● **Objective a**
Put every line of the data items below into a JSON list of strings, one string per line, skipping blank lines and omitting the pictures.

● **Extract to read**
=====

The cowcatcher is a unique device located at the front end of rail vehicles. It is generally installed at the bottom frame of the head car and can remove obstacles by colliding with foreign objects on the track ahead of the vehicle. This ensures the safety of the train and to prevent major safety accidents such as derailment.
Credit: Y. Guo, L. Zhang, W. Dou, et al.
The cowcatcher is a unique device located at the front end of rail vehicles. It is generally installed at the bottom frame of the head car and can remove obstacles by colliding with foreign objects on the track ahead of the vehicle. This ensures the safety of the train and to prevent major safety accidents such as derailment.
The current design of multi-unit cowcatchers primarily emphasizes efficient obstacle removal capabilities. However, there is a need for additional research to explore the crashworthiness aspect, specifically the orderly deformation under collision.
In a new study published in the KeAi journal High-speed Railway, a team of researchers in China reported the development of a finite element model to analyze structural static loads and collisions according to the EN 15227 standard. The prototype used for this study was a cowcatcher designed for a train traveling at a speed of 160 km/h.

=====

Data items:
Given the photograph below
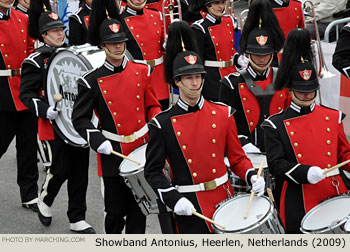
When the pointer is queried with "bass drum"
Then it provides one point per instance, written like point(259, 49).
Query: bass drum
point(64, 70)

=====

● **Objective b**
Answer these questions on the cowcatcher article:
(i) On what part of the head car is a cowcatcher generally installed?
(ii) Which standard did the finite element model follow?
(iii) For what train speed was the prototype cowcatcher designed?

● **Written response a**
[
  "Given the photograph below",
  "When the pointer is queried with \"bass drum\"",
  "Then it provides one point per instance, written like point(259, 49).",
  "Query: bass drum",
  "point(64, 70)"
]

● **Written response b**
(i) The bottom frame.
(ii) EN 15227.
(iii) 160 km/h.